SET TASK: In the records below, substitute "locate" for every occurrence of "find" and leave everything else unchanged.

DATA ROWS:
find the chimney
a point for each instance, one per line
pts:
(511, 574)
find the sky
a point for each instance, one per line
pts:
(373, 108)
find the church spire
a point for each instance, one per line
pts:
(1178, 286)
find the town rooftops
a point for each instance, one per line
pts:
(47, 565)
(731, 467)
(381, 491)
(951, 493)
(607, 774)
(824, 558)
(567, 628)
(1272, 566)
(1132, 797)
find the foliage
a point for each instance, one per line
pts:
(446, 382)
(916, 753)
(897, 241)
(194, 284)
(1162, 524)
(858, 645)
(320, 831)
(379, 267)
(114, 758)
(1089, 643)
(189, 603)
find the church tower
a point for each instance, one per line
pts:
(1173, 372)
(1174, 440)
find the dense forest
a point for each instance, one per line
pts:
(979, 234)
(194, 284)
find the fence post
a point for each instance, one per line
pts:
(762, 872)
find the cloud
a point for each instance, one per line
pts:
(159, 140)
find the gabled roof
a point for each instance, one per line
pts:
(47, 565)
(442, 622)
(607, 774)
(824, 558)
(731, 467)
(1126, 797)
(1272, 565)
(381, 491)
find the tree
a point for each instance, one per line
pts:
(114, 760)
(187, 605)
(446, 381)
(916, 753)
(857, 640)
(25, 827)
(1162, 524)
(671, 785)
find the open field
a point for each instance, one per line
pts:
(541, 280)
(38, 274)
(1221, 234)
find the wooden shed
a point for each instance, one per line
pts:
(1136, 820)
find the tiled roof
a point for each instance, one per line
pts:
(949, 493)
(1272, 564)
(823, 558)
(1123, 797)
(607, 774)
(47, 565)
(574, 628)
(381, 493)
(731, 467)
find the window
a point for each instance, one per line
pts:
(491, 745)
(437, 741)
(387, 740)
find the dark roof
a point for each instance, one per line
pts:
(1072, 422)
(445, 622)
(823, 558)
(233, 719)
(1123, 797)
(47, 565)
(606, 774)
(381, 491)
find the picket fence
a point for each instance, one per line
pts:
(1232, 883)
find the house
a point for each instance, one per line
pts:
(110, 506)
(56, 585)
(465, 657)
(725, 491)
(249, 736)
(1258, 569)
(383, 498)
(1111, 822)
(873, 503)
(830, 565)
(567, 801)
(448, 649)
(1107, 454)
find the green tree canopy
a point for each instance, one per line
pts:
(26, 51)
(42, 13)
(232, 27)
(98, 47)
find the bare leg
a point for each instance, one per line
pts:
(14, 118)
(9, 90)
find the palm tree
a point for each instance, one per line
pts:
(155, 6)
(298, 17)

SOLUTION:
locate the chimney
a point for each instance, one per line
pts:
(511, 574)
locate the sky
a point for each instance, one per line
pts:
(373, 108)
locate the church spire
a point for each instance, one per line
pts:
(1178, 286)
locate the town rooftops
a point for each instance, one per line
pts:
(47, 565)
(731, 467)
(381, 491)
(951, 493)
(607, 774)
(824, 558)
(567, 628)
(1272, 566)
(1132, 797)
locate the foliage
a point for each instance, one per line
pts:
(446, 382)
(916, 753)
(897, 241)
(194, 284)
(1162, 524)
(858, 645)
(320, 831)
(379, 267)
(114, 758)
(1089, 643)
(189, 603)
locate the church tower
a point for each instance, one per line
pts:
(1173, 372)
(1174, 440)
locate the dense forest
a point for each instance, one per line
pts:
(979, 234)
(194, 284)
locate the fence post
a point for each instance, one per line
pts:
(762, 872)
locate the cloud
a point for each instance, one per line
pts:
(159, 140)
locate the gabled roof
a point for each instance, one per line
pts:
(47, 565)
(442, 622)
(607, 774)
(824, 558)
(731, 467)
(1126, 797)
(1272, 565)
(381, 491)
locate the tree
a point for each instance, one per line
pts:
(114, 760)
(187, 605)
(446, 381)
(916, 753)
(857, 640)
(25, 827)
(1162, 524)
(671, 785)
locate the open field
a point for each instance, one per line
pts:
(541, 280)
(38, 274)
(1221, 234)
locate the wooden shed
a point for each instance, one per line
pts:
(1136, 820)
locate the tiled roof
a point for each instance, one per line
pts:
(949, 493)
(1272, 564)
(823, 558)
(1123, 797)
(607, 774)
(47, 565)
(574, 628)
(381, 493)
(731, 467)
locate the window
a point for each instance, one per line
pts:
(491, 745)
(437, 741)
(387, 740)
locate the dark roof
a point for each instance, one per line
pts:
(1072, 422)
(445, 622)
(823, 558)
(233, 719)
(1123, 797)
(47, 565)
(606, 774)
(381, 491)
locate the picket fence
a point for each instance, one per line
pts:
(1232, 883)
locate the house
a point for each instance, one per line
pts:
(110, 506)
(56, 585)
(465, 657)
(725, 491)
(249, 736)
(1258, 569)
(383, 498)
(1111, 822)
(873, 503)
(830, 565)
(567, 801)
(448, 649)
(1107, 454)
locate the green tree canopy
a point for each instance, one per line
pts:
(26, 51)
(42, 13)
(232, 27)
(98, 47)
locate the bare leg
a point for each instance, one per line
pts:
(14, 118)
(9, 90)
locate the palm tree
a point for each instance, one per line
pts:
(155, 6)
(298, 17)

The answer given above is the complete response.